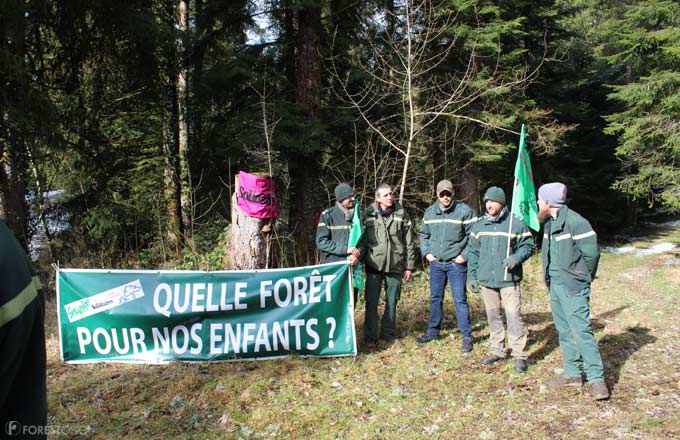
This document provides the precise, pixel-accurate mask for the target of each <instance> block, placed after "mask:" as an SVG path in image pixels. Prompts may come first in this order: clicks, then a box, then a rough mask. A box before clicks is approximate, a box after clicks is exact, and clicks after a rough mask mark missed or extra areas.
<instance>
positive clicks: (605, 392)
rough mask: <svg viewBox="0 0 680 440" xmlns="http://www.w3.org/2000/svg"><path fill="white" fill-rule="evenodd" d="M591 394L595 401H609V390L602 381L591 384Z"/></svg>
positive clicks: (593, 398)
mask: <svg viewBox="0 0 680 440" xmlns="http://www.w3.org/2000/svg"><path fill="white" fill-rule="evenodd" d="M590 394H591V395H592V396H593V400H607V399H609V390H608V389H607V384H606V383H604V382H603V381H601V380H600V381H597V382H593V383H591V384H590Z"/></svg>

++++

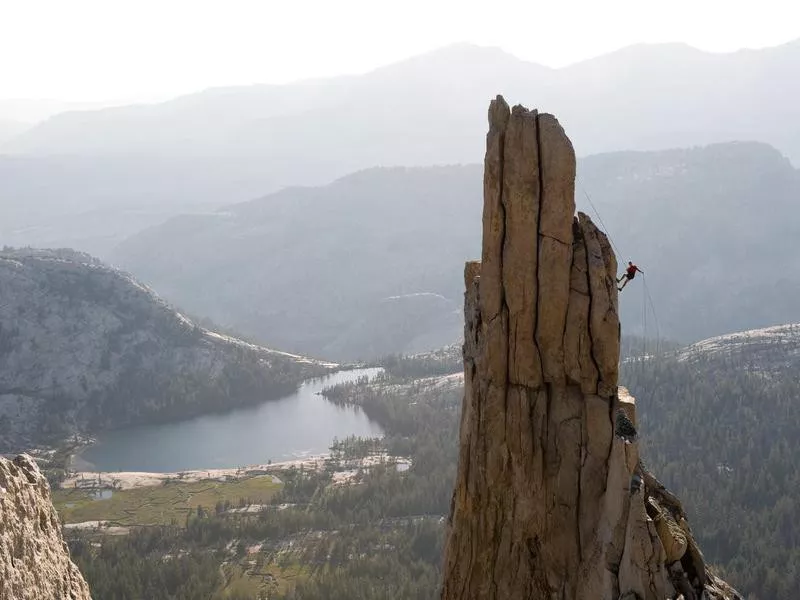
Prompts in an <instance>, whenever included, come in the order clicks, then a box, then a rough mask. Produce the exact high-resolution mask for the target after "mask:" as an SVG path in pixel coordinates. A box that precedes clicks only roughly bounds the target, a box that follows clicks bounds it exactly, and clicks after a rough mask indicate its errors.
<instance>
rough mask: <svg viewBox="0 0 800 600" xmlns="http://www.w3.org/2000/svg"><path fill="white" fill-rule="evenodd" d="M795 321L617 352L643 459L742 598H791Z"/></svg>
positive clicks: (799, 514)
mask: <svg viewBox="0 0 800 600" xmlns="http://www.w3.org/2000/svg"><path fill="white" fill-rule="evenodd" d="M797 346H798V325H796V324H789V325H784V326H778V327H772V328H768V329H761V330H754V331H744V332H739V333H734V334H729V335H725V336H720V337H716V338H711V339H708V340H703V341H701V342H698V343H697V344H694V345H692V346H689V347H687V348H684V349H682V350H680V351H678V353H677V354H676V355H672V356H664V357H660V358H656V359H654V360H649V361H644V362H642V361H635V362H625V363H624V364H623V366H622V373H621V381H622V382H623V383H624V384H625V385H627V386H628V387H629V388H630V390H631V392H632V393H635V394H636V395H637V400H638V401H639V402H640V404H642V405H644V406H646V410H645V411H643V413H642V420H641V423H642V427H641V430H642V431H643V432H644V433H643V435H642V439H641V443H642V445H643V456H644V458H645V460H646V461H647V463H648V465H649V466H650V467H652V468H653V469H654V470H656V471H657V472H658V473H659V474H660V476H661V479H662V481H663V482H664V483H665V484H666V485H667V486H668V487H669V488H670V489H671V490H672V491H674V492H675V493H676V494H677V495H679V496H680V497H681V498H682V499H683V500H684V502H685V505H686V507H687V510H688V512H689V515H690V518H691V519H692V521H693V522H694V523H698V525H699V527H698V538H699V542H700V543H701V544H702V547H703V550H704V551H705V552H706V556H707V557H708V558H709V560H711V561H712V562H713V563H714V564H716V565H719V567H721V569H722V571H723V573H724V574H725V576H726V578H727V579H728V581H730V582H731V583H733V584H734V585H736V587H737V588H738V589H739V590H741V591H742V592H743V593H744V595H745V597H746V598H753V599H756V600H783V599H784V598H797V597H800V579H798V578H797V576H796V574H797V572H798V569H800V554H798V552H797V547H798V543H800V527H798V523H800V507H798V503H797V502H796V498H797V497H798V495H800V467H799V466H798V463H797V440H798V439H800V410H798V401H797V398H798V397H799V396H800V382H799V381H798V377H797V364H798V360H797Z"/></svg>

++++

:: What the task requires ::
Copy out precisely the lines from the line with "This document provides" to the line with "394L595 401H609V390L602 381L591" in the material above, including those two lines and omitting all the rest.

:: Response for this exercise ::
This document provides the precise, pixel-accurate mask for the target of each <instance> block, placed after "mask:" as an SVG path in image pixels. Prompts may come first in this order: clicks, then a box, then a rough mask. A box before clicks is approximate, a box after clicks is exact, and clicks after a rough mask mark missed or extra areas.
<instance>
positive clicks: (605, 392)
rough mask: <svg viewBox="0 0 680 440" xmlns="http://www.w3.org/2000/svg"><path fill="white" fill-rule="evenodd" d="M591 394L595 401H609V390L602 381L591 384Z"/></svg>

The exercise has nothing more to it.